** BEGIN **

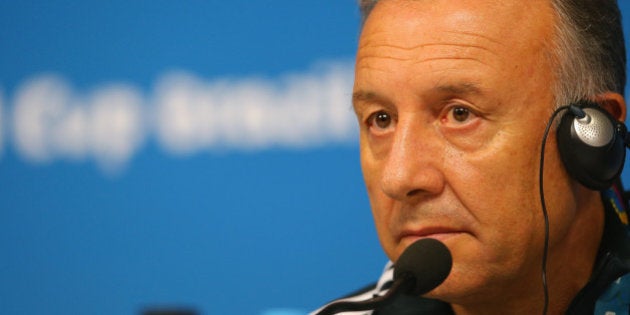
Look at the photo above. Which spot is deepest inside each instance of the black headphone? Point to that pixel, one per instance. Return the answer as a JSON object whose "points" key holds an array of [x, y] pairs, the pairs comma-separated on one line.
{"points": [[592, 144]]}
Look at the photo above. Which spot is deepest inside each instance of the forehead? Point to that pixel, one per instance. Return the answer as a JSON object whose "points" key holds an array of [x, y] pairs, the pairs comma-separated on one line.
{"points": [[513, 24]]}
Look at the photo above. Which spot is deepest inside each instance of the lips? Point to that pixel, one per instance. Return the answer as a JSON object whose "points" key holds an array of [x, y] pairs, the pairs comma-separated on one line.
{"points": [[439, 233]]}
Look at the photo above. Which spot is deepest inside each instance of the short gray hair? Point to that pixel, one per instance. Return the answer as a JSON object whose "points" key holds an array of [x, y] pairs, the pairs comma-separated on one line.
{"points": [[588, 48]]}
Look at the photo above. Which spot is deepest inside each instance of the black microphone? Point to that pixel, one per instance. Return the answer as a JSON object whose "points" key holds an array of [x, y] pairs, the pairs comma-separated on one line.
{"points": [[423, 266]]}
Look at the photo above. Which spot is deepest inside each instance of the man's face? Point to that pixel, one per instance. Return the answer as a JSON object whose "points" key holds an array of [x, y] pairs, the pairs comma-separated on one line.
{"points": [[452, 98]]}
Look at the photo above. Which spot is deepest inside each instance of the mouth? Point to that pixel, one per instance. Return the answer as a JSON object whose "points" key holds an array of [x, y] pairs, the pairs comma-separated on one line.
{"points": [[408, 237]]}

** END **

**WHAT THE TASK REQUIRES:** Recast the part of the data that opens with the line containing "of the short" and runs through the end of the data as a Markdown table with the columns Row and Line, one numbered row per line and no blank lines.

**TASK RESPONSE:**
| Row | Line |
|---|---|
| 1 | Look at the photo above. Which spot is deepest inside each instance of the short gray hair? Point to that pixel, one per instance. Return the answer as a JSON object whose "points" key holds an array of [x, y] pairs, the pairs comma-separated on one line. |
| 2 | {"points": [[588, 48]]} |
| 3 | Look at the photo above. Which spot is deepest inside each instance of the black microphone? Point to that pixel, one per instance. Return the answer as a JSON object whose "points" key holds an array of [x, y] pairs, the pairs comma-separated on one line. |
| 4 | {"points": [[423, 266]]} |
| 5 | Look at the photo above. Which spot is deepest inside each instance of the man's face? Point to that pixel, one per instance. Return the answer as a JSON object whose "points" key holds an array of [x, y] pairs, the pairs comma-separated on one line. |
| 6 | {"points": [[452, 98]]} |
| 7 | Look at the photo above. Which spot is deepest inside each instance of the mouth? Point to that pixel, one per instance. Return the answer as a JSON object whose "points" key holds an array of [x, y] pairs, the pairs comma-separated on one line. |
| 8 | {"points": [[408, 237]]} |